Work instructions –
State how many lines in the data below contain the word "foliage", matching case exactly. Give only the number.

** START **

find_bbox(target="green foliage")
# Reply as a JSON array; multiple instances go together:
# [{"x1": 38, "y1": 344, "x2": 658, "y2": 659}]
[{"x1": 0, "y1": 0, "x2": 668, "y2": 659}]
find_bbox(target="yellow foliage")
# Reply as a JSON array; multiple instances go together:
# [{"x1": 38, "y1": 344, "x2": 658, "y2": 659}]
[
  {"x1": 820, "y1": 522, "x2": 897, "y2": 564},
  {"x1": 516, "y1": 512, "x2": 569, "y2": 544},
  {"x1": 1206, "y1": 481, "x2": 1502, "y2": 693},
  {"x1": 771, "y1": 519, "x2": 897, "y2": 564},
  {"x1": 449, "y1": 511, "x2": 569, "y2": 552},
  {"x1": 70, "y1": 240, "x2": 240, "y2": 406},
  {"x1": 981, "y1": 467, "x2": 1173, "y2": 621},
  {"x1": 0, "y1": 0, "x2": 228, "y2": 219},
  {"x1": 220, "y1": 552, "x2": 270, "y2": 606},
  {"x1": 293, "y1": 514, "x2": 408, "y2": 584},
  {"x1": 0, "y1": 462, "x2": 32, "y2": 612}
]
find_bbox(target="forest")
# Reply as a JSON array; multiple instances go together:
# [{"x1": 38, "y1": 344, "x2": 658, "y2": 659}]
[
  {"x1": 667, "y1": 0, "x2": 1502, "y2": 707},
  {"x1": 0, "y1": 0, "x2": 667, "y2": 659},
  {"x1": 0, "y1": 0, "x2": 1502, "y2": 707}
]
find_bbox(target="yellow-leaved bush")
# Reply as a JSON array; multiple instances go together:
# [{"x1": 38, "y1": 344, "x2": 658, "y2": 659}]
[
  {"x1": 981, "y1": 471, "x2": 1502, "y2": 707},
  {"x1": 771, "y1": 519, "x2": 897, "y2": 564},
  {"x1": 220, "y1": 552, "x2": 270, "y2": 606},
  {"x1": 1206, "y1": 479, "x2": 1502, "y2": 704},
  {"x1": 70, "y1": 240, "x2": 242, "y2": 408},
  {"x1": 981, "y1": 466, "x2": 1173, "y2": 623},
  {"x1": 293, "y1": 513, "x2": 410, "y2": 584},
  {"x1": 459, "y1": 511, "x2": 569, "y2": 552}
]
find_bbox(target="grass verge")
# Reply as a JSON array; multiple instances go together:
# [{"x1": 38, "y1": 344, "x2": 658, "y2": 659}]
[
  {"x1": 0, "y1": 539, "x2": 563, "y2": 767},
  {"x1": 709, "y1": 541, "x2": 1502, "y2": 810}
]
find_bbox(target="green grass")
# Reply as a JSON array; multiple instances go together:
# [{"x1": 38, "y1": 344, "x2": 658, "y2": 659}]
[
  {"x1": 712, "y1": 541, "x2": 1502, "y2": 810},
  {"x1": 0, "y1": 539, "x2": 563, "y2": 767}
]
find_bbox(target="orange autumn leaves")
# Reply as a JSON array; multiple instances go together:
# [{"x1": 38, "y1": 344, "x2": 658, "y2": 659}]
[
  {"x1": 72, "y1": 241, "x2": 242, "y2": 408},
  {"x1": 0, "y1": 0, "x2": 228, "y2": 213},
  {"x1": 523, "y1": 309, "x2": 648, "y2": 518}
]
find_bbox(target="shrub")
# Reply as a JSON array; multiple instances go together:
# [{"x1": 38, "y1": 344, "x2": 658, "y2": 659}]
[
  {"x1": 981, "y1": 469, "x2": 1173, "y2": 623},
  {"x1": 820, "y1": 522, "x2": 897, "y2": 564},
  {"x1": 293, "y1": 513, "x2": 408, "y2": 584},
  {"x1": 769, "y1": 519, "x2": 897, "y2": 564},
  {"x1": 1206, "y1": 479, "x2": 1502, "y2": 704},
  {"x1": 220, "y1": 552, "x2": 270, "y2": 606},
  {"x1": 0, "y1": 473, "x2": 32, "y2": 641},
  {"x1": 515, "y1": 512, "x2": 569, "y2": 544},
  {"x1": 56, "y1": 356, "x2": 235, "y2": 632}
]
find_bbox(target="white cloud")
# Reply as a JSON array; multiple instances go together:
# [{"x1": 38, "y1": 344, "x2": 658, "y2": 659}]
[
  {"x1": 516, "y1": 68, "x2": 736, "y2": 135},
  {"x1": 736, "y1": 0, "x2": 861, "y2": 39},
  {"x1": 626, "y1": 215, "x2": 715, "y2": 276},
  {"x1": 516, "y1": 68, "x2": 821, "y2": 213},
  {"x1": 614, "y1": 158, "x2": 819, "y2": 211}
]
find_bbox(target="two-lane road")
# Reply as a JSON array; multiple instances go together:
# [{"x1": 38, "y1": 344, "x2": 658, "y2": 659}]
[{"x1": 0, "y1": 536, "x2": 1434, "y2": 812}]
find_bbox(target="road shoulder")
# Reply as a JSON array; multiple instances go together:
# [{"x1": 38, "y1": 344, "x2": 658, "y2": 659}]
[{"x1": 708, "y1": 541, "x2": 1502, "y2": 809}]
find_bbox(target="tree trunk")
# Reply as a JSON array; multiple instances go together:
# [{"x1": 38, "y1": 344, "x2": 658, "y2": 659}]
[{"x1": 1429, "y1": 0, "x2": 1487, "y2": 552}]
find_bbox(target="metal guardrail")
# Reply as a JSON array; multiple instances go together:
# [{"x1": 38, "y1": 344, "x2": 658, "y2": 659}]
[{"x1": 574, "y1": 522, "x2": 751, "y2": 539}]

** END **

Task output –
2